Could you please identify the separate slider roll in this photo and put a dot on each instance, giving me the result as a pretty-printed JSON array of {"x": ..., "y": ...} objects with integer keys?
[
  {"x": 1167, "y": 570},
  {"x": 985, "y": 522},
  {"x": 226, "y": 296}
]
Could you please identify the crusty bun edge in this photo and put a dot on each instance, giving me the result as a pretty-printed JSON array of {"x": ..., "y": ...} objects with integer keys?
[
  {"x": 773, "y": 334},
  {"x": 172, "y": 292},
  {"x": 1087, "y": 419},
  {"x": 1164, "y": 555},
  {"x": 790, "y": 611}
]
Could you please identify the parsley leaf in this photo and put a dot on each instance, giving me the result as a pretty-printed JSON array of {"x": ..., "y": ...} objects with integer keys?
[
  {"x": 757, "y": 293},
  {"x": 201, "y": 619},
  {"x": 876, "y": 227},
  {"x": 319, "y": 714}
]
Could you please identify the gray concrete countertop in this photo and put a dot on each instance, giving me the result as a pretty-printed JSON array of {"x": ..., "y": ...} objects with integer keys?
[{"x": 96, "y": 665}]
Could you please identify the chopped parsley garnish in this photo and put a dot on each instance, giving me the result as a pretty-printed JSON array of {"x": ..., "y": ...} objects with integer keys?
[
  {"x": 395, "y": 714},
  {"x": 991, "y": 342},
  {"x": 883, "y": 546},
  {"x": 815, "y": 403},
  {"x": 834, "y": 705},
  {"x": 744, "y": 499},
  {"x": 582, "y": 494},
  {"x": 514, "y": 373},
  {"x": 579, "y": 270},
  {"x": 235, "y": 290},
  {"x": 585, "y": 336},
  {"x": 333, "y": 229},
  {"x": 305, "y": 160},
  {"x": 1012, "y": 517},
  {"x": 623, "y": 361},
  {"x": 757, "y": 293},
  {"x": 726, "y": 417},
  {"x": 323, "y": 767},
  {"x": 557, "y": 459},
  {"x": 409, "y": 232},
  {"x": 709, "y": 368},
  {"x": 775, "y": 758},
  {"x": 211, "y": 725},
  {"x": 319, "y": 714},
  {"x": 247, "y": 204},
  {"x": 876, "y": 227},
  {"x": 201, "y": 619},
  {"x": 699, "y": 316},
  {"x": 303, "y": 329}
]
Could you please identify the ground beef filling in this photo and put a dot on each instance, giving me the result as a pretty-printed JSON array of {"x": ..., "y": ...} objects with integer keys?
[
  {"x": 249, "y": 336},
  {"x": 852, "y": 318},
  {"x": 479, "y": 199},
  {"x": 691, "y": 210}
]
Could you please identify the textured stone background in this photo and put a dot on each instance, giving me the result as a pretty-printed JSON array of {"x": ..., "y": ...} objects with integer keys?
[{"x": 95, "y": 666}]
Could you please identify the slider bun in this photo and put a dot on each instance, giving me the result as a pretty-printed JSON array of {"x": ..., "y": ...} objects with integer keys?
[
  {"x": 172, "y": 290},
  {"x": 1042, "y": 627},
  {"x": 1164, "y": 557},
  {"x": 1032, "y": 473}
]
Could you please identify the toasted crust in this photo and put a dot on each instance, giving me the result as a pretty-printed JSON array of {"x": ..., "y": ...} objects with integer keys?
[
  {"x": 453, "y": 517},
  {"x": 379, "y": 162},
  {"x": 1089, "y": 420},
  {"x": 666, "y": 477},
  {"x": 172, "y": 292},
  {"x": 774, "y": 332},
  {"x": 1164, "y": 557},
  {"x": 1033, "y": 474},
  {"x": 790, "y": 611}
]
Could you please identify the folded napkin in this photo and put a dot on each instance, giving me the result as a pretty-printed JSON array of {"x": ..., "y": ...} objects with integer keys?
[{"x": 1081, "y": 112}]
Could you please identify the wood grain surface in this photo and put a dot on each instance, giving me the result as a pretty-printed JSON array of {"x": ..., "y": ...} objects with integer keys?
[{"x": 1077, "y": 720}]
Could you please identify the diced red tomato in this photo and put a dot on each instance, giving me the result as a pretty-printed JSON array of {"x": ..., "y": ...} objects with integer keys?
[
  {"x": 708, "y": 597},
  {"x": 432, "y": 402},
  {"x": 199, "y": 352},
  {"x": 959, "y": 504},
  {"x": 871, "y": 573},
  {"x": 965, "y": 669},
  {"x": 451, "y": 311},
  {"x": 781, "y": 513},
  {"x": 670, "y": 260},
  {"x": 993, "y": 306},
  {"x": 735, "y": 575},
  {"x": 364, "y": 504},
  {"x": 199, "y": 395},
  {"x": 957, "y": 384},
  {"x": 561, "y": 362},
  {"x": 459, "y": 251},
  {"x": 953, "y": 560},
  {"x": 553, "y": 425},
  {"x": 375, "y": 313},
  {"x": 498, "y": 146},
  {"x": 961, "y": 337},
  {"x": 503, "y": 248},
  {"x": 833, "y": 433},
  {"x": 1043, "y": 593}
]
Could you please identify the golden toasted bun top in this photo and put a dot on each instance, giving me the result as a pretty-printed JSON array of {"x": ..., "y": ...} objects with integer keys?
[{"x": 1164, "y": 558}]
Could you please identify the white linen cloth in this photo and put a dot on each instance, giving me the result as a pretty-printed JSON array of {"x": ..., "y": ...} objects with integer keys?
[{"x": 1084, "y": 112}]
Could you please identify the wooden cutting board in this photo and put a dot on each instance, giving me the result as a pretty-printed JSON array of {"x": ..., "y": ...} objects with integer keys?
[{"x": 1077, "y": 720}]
========================================
• **Instructions to follow**
Convert the lines starting at the one containing "Could you please identify the wooden" and ending at the last line of the listing into a Markdown table with the columns Row and Line. Give each line its own numbered row and leave out any blank lines.

• **Output for this exercise**
| Row | Line |
|---|---|
| 1 | Could you please identify the wooden cutting board in this photo and put a dot on each instance, giving me the result as a pretty-printed JSON array of {"x": ..., "y": ...} objects with integer keys? |
| 2 | [{"x": 1077, "y": 720}] |